• _Point localization data_:
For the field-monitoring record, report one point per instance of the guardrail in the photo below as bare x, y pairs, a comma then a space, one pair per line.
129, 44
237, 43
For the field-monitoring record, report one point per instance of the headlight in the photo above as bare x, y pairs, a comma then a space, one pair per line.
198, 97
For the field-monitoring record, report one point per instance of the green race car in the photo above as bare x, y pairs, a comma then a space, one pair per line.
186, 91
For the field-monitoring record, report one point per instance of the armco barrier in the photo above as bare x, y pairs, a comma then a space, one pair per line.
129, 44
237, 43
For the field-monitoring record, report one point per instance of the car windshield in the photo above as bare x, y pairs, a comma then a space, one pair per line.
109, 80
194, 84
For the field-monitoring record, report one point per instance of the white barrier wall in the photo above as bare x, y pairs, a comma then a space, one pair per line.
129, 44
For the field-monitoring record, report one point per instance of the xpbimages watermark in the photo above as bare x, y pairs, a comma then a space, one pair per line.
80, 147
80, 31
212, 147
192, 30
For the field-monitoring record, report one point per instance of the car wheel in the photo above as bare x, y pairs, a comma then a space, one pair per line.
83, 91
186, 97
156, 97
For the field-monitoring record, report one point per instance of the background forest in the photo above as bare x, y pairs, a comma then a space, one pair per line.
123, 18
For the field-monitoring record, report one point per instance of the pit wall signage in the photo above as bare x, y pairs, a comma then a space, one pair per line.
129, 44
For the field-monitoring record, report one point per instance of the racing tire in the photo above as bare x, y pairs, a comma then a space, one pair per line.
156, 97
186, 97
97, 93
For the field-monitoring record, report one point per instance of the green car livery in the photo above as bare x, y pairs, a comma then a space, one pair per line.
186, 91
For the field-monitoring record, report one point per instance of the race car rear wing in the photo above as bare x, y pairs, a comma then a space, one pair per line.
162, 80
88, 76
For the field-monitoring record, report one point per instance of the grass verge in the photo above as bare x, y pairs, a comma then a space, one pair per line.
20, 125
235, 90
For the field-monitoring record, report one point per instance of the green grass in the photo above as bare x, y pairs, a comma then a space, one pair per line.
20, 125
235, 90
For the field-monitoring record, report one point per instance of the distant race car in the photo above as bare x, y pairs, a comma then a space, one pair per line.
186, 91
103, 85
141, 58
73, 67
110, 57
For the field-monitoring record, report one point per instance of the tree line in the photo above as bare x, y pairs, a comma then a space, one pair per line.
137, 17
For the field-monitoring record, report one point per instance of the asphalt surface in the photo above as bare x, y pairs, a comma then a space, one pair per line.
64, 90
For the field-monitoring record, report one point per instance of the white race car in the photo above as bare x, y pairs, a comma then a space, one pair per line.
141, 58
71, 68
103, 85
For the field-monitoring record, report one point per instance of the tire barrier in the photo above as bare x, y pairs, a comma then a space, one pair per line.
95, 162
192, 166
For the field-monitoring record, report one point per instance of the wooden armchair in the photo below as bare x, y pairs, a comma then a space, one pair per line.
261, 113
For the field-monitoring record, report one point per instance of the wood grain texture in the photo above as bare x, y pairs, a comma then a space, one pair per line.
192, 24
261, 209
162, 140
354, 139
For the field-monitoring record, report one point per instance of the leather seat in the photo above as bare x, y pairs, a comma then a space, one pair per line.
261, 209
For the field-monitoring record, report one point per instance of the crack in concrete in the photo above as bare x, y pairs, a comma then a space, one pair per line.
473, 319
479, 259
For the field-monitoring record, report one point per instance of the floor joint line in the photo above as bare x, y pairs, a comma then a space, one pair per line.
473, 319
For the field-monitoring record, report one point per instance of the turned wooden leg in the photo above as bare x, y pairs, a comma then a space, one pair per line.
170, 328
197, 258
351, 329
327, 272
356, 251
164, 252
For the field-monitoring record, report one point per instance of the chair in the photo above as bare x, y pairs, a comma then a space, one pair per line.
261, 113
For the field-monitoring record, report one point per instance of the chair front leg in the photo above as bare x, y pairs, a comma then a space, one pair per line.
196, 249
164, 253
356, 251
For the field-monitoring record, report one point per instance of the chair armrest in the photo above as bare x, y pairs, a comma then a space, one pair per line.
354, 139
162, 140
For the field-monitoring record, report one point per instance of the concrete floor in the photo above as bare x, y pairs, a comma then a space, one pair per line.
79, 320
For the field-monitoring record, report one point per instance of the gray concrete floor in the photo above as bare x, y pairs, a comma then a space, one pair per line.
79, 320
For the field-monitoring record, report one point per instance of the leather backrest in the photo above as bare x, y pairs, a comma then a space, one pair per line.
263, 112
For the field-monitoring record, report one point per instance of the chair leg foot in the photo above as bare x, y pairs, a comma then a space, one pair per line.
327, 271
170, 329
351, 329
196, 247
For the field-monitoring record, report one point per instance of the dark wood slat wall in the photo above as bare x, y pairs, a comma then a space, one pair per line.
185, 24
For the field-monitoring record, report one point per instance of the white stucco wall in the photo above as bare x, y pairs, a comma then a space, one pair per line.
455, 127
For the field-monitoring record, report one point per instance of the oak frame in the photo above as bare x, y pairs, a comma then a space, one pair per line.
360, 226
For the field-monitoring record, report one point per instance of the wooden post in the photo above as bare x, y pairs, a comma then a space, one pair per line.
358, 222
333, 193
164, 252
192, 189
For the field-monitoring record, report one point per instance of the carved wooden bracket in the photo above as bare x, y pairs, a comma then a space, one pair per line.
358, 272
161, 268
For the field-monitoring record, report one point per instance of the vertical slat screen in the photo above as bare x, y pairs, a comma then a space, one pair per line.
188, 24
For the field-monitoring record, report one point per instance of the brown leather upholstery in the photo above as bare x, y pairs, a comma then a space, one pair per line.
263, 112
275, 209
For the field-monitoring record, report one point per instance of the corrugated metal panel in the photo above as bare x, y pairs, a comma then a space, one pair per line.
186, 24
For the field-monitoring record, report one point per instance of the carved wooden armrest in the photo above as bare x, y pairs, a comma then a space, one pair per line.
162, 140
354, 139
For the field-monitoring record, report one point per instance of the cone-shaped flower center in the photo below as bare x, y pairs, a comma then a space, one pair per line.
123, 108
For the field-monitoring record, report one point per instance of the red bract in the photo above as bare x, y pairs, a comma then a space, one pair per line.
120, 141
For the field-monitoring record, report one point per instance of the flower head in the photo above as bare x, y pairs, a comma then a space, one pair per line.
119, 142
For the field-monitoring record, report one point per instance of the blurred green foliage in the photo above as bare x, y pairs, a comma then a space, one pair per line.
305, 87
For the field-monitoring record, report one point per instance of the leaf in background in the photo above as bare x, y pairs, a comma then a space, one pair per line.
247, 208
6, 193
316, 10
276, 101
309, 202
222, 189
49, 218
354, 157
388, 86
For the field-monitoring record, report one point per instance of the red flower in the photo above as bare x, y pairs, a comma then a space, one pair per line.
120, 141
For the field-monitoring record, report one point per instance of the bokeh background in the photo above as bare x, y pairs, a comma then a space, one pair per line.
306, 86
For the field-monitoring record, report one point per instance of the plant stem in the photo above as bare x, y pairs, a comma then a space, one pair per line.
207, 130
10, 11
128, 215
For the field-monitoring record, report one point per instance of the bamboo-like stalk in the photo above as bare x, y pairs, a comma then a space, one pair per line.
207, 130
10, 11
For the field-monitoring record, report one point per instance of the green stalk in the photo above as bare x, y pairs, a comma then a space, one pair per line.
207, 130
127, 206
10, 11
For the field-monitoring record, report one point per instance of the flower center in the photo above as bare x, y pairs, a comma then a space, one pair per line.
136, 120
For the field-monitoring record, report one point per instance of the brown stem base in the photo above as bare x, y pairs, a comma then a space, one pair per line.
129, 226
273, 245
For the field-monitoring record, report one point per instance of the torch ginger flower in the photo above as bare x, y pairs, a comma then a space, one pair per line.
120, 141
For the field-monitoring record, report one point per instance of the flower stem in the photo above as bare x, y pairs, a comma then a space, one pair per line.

• _PROBLEM REQUIREMENTS_:
Return the whole of the data, character for character.

• _ANSWER BOX_:
For the field-monitoring record, report one point per instance of the guardrail in the photo below as bare x, y pairs, a comma then a space, one pair per line.
129, 44
237, 43
For the field-monitoring record, report one point per instance of the headlight in the photo above as bare x, y pairs, a comma then a space, one pair per line.
198, 97
For the field-monitoring record, report one point per instance of the green race car in the photo above as bare x, y pairs, a comma then a space, one pair per line.
186, 91
For the field-monitoring record, report one point per instance of the armco barrier in the photo above as bare x, y pairs, a comma then a space, one pair per line.
129, 44
237, 43
For the field-monitoring record, report one point per instance of the car windshield in the photo above as bare x, y pairs, a comma then a space, one pair per line.
109, 80
194, 84
For the field-monitoring record, report one point per instance of the white barrier wall in the photo above as bare x, y pairs, a comma then a space, one pair per line.
129, 44
For the field-monitoring record, report one point per instance of the xpbimages watermark in the photo above as bare x, y pairs, a comma then a space, one pair per line.
80, 147
80, 31
212, 147
192, 30
For the field-monitoring record, report one point per instance of the car wheel in the photo above as bare x, y pairs, a comma then a space, one pair per line.
83, 91
186, 97
156, 97
For the field-monitoring record, report one point per instance of the background forest in the photo above as bare x, y pairs, a comma then a space, one pair per line.
123, 18
For the field-monitoring record, report one point per instance of the pit wall signage in the photo above as bare x, y pairs, a comma then a space, one pair per line.
129, 44
For the field-monitoring record, report one point per instance of the racing tire in the photo above as bare x, y pairs, a comma then a space, one pair per line.
156, 97
186, 97
97, 93
For the field-monitoring record, report one point per instance of the green car livery in the photo above as bare x, y pairs, a comma then a space, one pair per line.
186, 91
For the field-monitoring record, report one point per instance of the race car rear wing in the photo above as bare x, y pairs, a comma then a space, one pair per line.
162, 80
88, 76
For the field-monitoring record, report one point per instance of the grass verge in the photo above as bare x, y pairs, a comma then a space, one pair per line.
20, 125
235, 90
For the field-monitoring record, report one point per instance of the green grass in the photo above as bare x, y pairs, a comma then a space, one pair per line.
20, 125
235, 90
For the field-monitoring record, report one point per instance of the distant race car in the photo above as bare x, y pairs, a comma then a space, one pair per line.
186, 91
103, 85
141, 58
73, 67
110, 57
For the field-monitoring record, report one point per instance of the tree line in the photo above as bare x, y pairs, a comma then a space, one pair per line.
137, 17
For the field-monitoring record, report one point per instance of the asphalt surface in the photo above as bare x, y pairs, a comma then a space, one pair per line.
64, 90
For the field-monitoring record, report one point per instance of the white race car in the photo above as bare x, y pairs, a comma then a space, one pair per line.
141, 58
71, 68
103, 85
For the field-monitoring record, report one point per instance of the tire barrier in the photo above as bare x, y pairs, a comma then a space, one pair per line.
95, 162
192, 166
For the field-monitoring record, report one point per instance of the wooden armchair in the photo below as bare x, y pairs, a comma then a space, one pair per line.
261, 113
For the field-monitoring record, report one point per instance of the wood grain texture in the photo above as bare x, y pairs, a comma then a space, one pair per line.
192, 24
261, 209
162, 140
354, 139
For the field-monitoring record, report one point per instance of the leather seat in the photo above as bare x, y pairs, a comma then a space, one pair per line.
261, 209
For the field-monitoring record, report one point per instance of the crack in concrete in the photo above as bare x, y pairs, a comma then a space, one pair per line.
473, 319
479, 259
For the field-monitoring record, report one point per instance of the floor joint line in the photo above as bare x, y pairs, a comma then a space, one pair per line.
473, 319
For the field-monitoring record, report one point per instance of the turned wooden leg in the photo above as bare x, y pairs, a comma then a space, one pair per line.
170, 328
197, 258
351, 329
327, 272
356, 251
164, 252
For the field-monitoring record, report one point per instance of the chair in the photo above as bare x, y pairs, a comma then a space, one pair per line.
261, 113
For the field-monitoring record, report one point per instance of the chair front leg in the photo above as bare x, y pairs, a comma then a space, one pair per line.
196, 249
164, 253
356, 251
For the field-monitoring record, report one point per instance of the chair armrest in the photo above as bare x, y pairs, a comma then a space, one pair per line.
354, 139
162, 140
For the field-monitoring record, report one point per instance of the concrete floor in the photo above as bare x, y pairs, a comma then a space, one pair per line.
79, 320
For the field-monitoring record, report one point per instance of the gray concrete floor in the photo above as bare x, y pairs, a comma then a space, one pair per line.
79, 320
For the field-monitoring record, report one point per instance of the leather backrest in the photo above as bare x, y pairs, a comma then a space, one pair per line.
263, 112
For the field-monitoring record, report one point per instance of the chair leg foot in the photo above as bare x, y pairs, a comma then a space, one pair per line.
327, 271
170, 329
351, 329
196, 247
For the field-monitoring record, report one point per instance of the dark wood slat wall in the photo above as bare x, y pairs, a comma then a space, one pair per line.
185, 24
For the field-monitoring record, report one point per instance of the white stucco wall in the photo above as bare x, y pairs, a comma then a space, one pair per line.
455, 127
For the field-monitoring record, report one point per instance of the oak frame in the photo above as bare x, y pairs, a comma then a space, one pair per line.
360, 226
For the field-monitoring record, report one point per instance of the wooden post in the photo above as bare x, y pairs, a comma then a space, one pair per line.
358, 222
333, 193
164, 252
192, 189
For the field-monitoring record, report one point per instance of the carved wooden bracket in the photo above as bare x, y pairs, a comma then a space, one pair per line.
358, 272
161, 268
For the field-monitoring record, report one point per instance of the vertical slat screen in the photo above as bare x, y pairs, a comma then a space, one pair per line.
188, 24
For the field-monitoring record, report one point per instance of the brown leather upholstery in the photo above as bare x, y pairs, a comma then a space, one pair per line.
263, 112
275, 209
For the field-monitoring record, report one point per instance of the corrugated metal panel in the photo above as bare x, y pairs, a comma then a space, one pair per line.
186, 24
For the field-monitoring record, report one point per instance of the carved wooden armrest in the photo above as bare x, y pairs, a comma then a space, one pair per line.
162, 140
354, 139
For the field-monitoring record, report one point per instance of the cone-shaped flower center in the photo below as bare x, y pairs, a comma then a space, one pair per line.
123, 108
For the field-monitoring record, report one point per instance of the red bract in the photo above as bare x, y pairs, a comma then a space, one pair per line.
120, 141
For the field-monitoring record, report one point per instance of the flower head in the photo above as bare x, y pairs, a comma then a space, one pair per line.
119, 142
For the field-monitoring record, report one point per instance of the blurred green foliage in the photo above as bare x, y pairs, a comma then a space, one pair per line.
305, 87
For the field-monitoring record, report one point per instance of the leaf in background in the photo above as bare x, y pairs, a comma then a space, one pair per line.
247, 208
6, 193
316, 10
276, 101
309, 202
222, 189
49, 218
354, 157
388, 86
For the field-monitoring record, report one point per instance of the red flower in the photo above as bare x, y pairs, a comma then a space, one pair per line.
120, 141
For the field-monitoring record, report one point per instance of the bokeh background in the photo above as bare x, y pairs, a comma then a space, one pair per line.
306, 86
For the field-monitoring record, report one point per instance of the plant stem in the photo above as bare x, y pairs, a comma then a space, one pair per line.
207, 130
10, 11
128, 215
For the field-monitoring record, report one point per instance of the bamboo-like stalk in the photo above as bare x, y pairs, a comma then a space, one pair per line.
207, 130
10, 11
For the field-monitoring record, report one point per instance of the green stalk in the photo above as bare x, y pairs, a comma then a space, one pair per line.
207, 130
127, 206
10, 11
For the field-monitoring record, report one point per instance of the flower center in the photo above as bare x, y pairs, a comma then a space, one pair per line.
136, 120
For the field-monitoring record, report one point per instance of the brown stem base in the photo above as bare x, y pairs, a comma then a space, one pair per line.
129, 226
273, 245
For the field-monitoring record, report one point per instance of the torch ginger flower in the photo above as bare x, y pairs, a comma then a space, one pair per line.
120, 141
For the field-monitoring record, report one point per instance of the flower stem in the photo above as bare x, y pairs, a comma then a space, one pair per line.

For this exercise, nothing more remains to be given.